Extracted data entries:
****************

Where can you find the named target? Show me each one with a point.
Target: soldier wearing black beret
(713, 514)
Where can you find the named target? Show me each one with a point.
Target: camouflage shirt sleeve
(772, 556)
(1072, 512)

****************

:: WHAT THE TASK ASKS ::
Output every record in full, exactly as it was given.

:: TASK SOLUTION ::
Where can you find the named target? Show me each one with a point.
Target: soldier wearing black beret
(713, 514)
Where can you find the named target? Show me each one with a point.
Target: camouflage shirt sleeve
(772, 556)
(1072, 512)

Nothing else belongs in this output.